[BEGIN Input material]
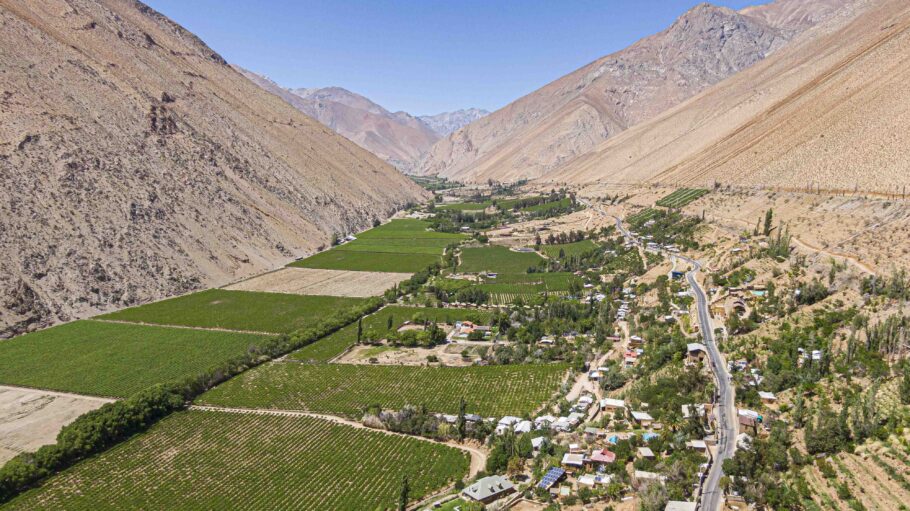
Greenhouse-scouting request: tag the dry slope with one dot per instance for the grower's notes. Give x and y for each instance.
[END Input material]
[BEGIN Input material]
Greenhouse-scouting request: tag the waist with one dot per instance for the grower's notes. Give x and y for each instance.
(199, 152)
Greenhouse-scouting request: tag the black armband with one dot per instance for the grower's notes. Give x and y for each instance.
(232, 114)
[END Input material]
:: Exercise ::
Extract every line from the records above that contains the string "scouting", copying each such line in full.

:: Answer to the task ::
Greenhouse-scouting request: tag the dry slope with one dot per instance for the grower's notes. Give x and y for each instance.
Greenhouse-scouting request: tag the waist with one dot per instance for the grower's notes. Give x and y for each instance.
Greenhouse-scouting request: tag the black armband with one dot per instance for the grower's notes. Give x and y for each instance.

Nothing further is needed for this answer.